──────── Data supplied

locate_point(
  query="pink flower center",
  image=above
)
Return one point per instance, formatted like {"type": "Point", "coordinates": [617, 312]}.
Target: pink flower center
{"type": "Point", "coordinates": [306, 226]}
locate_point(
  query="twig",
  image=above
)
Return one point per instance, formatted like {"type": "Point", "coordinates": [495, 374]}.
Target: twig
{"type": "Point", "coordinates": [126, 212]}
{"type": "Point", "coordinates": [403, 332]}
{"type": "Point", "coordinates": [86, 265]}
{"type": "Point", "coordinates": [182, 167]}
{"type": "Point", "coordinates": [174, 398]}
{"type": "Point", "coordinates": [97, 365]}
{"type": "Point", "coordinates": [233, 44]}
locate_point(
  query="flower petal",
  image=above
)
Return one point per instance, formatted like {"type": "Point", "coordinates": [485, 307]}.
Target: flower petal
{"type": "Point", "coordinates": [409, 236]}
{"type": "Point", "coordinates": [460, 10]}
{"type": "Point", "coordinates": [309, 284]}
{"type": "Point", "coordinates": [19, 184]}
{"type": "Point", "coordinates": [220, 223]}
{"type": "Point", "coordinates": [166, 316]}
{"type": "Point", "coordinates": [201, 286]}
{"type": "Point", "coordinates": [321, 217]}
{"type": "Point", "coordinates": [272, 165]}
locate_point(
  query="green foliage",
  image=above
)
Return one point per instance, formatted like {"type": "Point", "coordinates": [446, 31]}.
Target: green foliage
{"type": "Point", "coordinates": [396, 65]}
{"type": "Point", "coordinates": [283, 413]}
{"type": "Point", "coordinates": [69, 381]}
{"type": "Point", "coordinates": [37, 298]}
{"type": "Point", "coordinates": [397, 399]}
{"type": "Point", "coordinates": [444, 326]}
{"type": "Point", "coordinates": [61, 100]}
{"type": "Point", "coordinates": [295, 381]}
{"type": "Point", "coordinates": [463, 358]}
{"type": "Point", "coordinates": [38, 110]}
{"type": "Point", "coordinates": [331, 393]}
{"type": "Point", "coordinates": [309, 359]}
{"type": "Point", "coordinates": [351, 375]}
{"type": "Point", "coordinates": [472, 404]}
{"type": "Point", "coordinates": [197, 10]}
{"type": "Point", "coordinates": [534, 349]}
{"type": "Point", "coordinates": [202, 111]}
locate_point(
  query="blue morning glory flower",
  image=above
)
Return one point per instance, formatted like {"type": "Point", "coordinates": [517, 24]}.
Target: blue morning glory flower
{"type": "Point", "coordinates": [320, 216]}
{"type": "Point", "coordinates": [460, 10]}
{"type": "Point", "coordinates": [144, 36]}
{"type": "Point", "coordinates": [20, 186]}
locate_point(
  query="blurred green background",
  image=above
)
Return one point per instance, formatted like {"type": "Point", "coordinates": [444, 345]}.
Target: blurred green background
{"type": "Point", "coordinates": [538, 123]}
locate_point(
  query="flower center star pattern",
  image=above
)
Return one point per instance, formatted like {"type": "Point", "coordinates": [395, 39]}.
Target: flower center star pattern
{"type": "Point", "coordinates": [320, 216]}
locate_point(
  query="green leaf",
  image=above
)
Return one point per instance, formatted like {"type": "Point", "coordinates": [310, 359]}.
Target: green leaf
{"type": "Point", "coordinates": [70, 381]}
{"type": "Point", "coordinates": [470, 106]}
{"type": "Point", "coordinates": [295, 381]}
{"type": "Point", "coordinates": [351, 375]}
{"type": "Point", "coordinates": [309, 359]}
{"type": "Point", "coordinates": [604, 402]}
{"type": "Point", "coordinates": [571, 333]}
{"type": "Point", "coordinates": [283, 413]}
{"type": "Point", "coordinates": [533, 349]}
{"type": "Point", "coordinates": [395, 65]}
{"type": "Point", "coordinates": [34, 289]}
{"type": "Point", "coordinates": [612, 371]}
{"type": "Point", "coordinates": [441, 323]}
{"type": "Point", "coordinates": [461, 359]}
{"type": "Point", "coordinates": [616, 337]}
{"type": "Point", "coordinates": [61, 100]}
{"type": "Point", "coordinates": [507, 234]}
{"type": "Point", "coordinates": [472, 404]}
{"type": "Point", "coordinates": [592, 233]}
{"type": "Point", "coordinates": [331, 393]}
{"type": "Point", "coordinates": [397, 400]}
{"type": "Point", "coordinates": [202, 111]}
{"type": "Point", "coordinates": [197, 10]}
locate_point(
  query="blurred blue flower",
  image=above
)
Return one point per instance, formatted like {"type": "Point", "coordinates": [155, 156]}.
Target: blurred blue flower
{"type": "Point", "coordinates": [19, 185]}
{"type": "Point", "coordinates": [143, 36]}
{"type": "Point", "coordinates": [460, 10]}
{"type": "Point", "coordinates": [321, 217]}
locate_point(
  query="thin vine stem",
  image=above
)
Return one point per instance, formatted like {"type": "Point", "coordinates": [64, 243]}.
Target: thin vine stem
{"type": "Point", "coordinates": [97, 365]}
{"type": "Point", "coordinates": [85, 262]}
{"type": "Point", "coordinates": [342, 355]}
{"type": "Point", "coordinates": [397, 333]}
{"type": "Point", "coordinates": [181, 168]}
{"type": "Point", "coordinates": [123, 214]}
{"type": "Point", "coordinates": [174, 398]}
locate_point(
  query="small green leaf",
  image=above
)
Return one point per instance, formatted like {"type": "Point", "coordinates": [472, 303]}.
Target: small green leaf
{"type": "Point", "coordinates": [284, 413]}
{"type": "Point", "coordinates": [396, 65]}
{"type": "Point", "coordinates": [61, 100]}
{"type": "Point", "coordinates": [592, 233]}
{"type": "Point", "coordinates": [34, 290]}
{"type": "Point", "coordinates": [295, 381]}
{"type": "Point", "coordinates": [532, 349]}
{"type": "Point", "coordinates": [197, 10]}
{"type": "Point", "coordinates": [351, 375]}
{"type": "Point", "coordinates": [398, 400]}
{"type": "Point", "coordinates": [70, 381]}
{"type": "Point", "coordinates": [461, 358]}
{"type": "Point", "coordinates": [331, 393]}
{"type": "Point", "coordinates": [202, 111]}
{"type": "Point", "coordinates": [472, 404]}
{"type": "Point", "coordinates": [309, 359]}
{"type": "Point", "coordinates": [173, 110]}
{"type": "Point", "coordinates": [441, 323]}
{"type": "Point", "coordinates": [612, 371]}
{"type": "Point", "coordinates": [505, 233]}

────────────────

* _Exercise objective_: Write out the data exactly as it stands.

* _Written answer_:
locate_point(
  query="pink flower center",
  image=above
)
Return one point per instance, formatted like {"type": "Point", "coordinates": [617, 312]}.
Target: pink flower center
{"type": "Point", "coordinates": [306, 226]}
locate_point(
  query="twig",
  image=above
)
Return one point per instance, formatted like {"type": "Point", "coordinates": [495, 374]}.
Target: twig
{"type": "Point", "coordinates": [126, 212]}
{"type": "Point", "coordinates": [403, 332]}
{"type": "Point", "coordinates": [86, 265]}
{"type": "Point", "coordinates": [182, 167]}
{"type": "Point", "coordinates": [174, 398]}
{"type": "Point", "coordinates": [97, 365]}
{"type": "Point", "coordinates": [233, 44]}
locate_point(
  query="flower petal",
  image=above
)
Return one point per instance, formatted like {"type": "Point", "coordinates": [485, 307]}.
Target: flower petal
{"type": "Point", "coordinates": [409, 236]}
{"type": "Point", "coordinates": [460, 10]}
{"type": "Point", "coordinates": [309, 284]}
{"type": "Point", "coordinates": [19, 184]}
{"type": "Point", "coordinates": [220, 223]}
{"type": "Point", "coordinates": [166, 316]}
{"type": "Point", "coordinates": [201, 286]}
{"type": "Point", "coordinates": [321, 217]}
{"type": "Point", "coordinates": [272, 165]}
locate_point(
  query="green foliage",
  image=above
)
Return one point per instance, formatted like {"type": "Point", "coordinates": [446, 31]}.
Target: green foliage
{"type": "Point", "coordinates": [396, 65]}
{"type": "Point", "coordinates": [283, 413]}
{"type": "Point", "coordinates": [69, 381]}
{"type": "Point", "coordinates": [37, 298]}
{"type": "Point", "coordinates": [397, 399]}
{"type": "Point", "coordinates": [444, 326]}
{"type": "Point", "coordinates": [61, 100]}
{"type": "Point", "coordinates": [295, 381]}
{"type": "Point", "coordinates": [463, 358]}
{"type": "Point", "coordinates": [38, 110]}
{"type": "Point", "coordinates": [331, 393]}
{"type": "Point", "coordinates": [309, 359]}
{"type": "Point", "coordinates": [351, 375]}
{"type": "Point", "coordinates": [472, 404]}
{"type": "Point", "coordinates": [197, 10]}
{"type": "Point", "coordinates": [534, 349]}
{"type": "Point", "coordinates": [202, 111]}
locate_point(
  query="blue morning glory flower",
  image=above
)
Return one point per instance, formatted like {"type": "Point", "coordinates": [517, 24]}.
Target: blue morning glory flower
{"type": "Point", "coordinates": [320, 216]}
{"type": "Point", "coordinates": [460, 10]}
{"type": "Point", "coordinates": [144, 36]}
{"type": "Point", "coordinates": [20, 186]}
locate_point(
  query="blurred green background",
  image=above
)
Return one point per instance, formatted like {"type": "Point", "coordinates": [444, 345]}.
Target: blurred green background
{"type": "Point", "coordinates": [538, 123]}
locate_point(
  query="flower center star pattern",
  image=above
)
Return one point per instance, formatted like {"type": "Point", "coordinates": [395, 39]}.
Target: flower center star pattern
{"type": "Point", "coordinates": [320, 216]}
locate_point(
  query="green leaf",
  image=above
)
Return one point per instance, formatted like {"type": "Point", "coordinates": [310, 359]}.
Target: green leaf
{"type": "Point", "coordinates": [70, 381]}
{"type": "Point", "coordinates": [470, 106]}
{"type": "Point", "coordinates": [295, 381]}
{"type": "Point", "coordinates": [351, 375]}
{"type": "Point", "coordinates": [309, 359]}
{"type": "Point", "coordinates": [604, 402]}
{"type": "Point", "coordinates": [571, 333]}
{"type": "Point", "coordinates": [283, 413]}
{"type": "Point", "coordinates": [533, 349]}
{"type": "Point", "coordinates": [395, 65]}
{"type": "Point", "coordinates": [34, 289]}
{"type": "Point", "coordinates": [612, 371]}
{"type": "Point", "coordinates": [441, 323]}
{"type": "Point", "coordinates": [461, 359]}
{"type": "Point", "coordinates": [616, 337]}
{"type": "Point", "coordinates": [61, 100]}
{"type": "Point", "coordinates": [507, 234]}
{"type": "Point", "coordinates": [472, 404]}
{"type": "Point", "coordinates": [592, 233]}
{"type": "Point", "coordinates": [331, 393]}
{"type": "Point", "coordinates": [397, 400]}
{"type": "Point", "coordinates": [202, 111]}
{"type": "Point", "coordinates": [197, 10]}
locate_point(
  query="blurred blue flower",
  image=above
)
Return one point per instance, formatted like {"type": "Point", "coordinates": [155, 156]}.
Target: blurred blue flower
{"type": "Point", "coordinates": [19, 185]}
{"type": "Point", "coordinates": [143, 36]}
{"type": "Point", "coordinates": [460, 10]}
{"type": "Point", "coordinates": [321, 217]}
locate_point(
  query="thin vine stem",
  image=above
)
Return one point per instance, formatted like {"type": "Point", "coordinates": [64, 243]}.
Target: thin vine stem
{"type": "Point", "coordinates": [97, 365]}
{"type": "Point", "coordinates": [85, 262]}
{"type": "Point", "coordinates": [342, 355]}
{"type": "Point", "coordinates": [397, 333]}
{"type": "Point", "coordinates": [181, 168]}
{"type": "Point", "coordinates": [123, 214]}
{"type": "Point", "coordinates": [174, 398]}
locate_point(
  query="small green leaf",
  image=above
)
Return one point per instance, formatted like {"type": "Point", "coordinates": [472, 303]}.
Target: small green leaf
{"type": "Point", "coordinates": [284, 413]}
{"type": "Point", "coordinates": [396, 65]}
{"type": "Point", "coordinates": [61, 100]}
{"type": "Point", "coordinates": [592, 233]}
{"type": "Point", "coordinates": [34, 290]}
{"type": "Point", "coordinates": [295, 381]}
{"type": "Point", "coordinates": [532, 349]}
{"type": "Point", "coordinates": [197, 10]}
{"type": "Point", "coordinates": [351, 375]}
{"type": "Point", "coordinates": [398, 400]}
{"type": "Point", "coordinates": [70, 381]}
{"type": "Point", "coordinates": [461, 358]}
{"type": "Point", "coordinates": [331, 393]}
{"type": "Point", "coordinates": [202, 111]}
{"type": "Point", "coordinates": [472, 404]}
{"type": "Point", "coordinates": [309, 359]}
{"type": "Point", "coordinates": [173, 110]}
{"type": "Point", "coordinates": [441, 323]}
{"type": "Point", "coordinates": [612, 371]}
{"type": "Point", "coordinates": [505, 233]}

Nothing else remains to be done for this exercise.